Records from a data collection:
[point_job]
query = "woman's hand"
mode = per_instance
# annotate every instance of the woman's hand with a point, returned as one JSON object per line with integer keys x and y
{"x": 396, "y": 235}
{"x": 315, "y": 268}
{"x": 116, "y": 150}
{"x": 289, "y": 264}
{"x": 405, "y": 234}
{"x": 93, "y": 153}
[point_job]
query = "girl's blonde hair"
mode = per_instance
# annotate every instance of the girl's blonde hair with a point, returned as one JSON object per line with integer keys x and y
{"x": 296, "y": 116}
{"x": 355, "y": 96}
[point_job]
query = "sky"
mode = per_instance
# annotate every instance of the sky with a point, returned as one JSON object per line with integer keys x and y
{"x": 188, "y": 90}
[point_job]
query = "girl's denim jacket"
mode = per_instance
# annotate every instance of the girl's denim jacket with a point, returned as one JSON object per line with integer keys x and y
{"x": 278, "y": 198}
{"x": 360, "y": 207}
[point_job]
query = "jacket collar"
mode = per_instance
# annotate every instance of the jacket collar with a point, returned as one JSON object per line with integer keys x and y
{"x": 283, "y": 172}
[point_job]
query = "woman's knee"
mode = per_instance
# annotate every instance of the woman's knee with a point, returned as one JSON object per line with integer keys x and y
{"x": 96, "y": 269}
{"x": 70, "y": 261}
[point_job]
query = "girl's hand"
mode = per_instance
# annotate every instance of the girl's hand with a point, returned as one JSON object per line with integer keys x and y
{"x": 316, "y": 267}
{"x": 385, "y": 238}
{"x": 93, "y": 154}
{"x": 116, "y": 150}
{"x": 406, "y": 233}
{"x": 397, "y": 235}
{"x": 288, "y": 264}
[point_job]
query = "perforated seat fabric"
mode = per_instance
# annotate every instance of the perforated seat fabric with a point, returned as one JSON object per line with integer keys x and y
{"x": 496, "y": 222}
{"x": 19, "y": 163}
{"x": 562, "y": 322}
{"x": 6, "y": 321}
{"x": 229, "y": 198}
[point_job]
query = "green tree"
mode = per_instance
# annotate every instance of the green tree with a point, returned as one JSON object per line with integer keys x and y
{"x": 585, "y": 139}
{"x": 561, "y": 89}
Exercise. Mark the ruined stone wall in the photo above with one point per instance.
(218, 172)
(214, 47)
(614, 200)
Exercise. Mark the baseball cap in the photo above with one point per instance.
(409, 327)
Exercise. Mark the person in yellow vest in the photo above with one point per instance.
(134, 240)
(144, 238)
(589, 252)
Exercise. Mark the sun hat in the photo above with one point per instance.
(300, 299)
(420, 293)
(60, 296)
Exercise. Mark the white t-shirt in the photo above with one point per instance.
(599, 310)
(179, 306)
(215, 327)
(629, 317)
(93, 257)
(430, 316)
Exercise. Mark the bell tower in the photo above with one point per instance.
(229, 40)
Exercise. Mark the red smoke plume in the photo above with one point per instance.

◆ Directions for this task ◆
Return each line of the data above that includes the word "query".

◆ Output of the task ◆
query = "woman's hand"
query = "girl's blonde hair"
query = "sky"
query = "girl's denim jacket"
query = "jacket collar"
query = "woman's knee"
query = "girl's hand"
query = "perforated seat fabric"
query = "green tree"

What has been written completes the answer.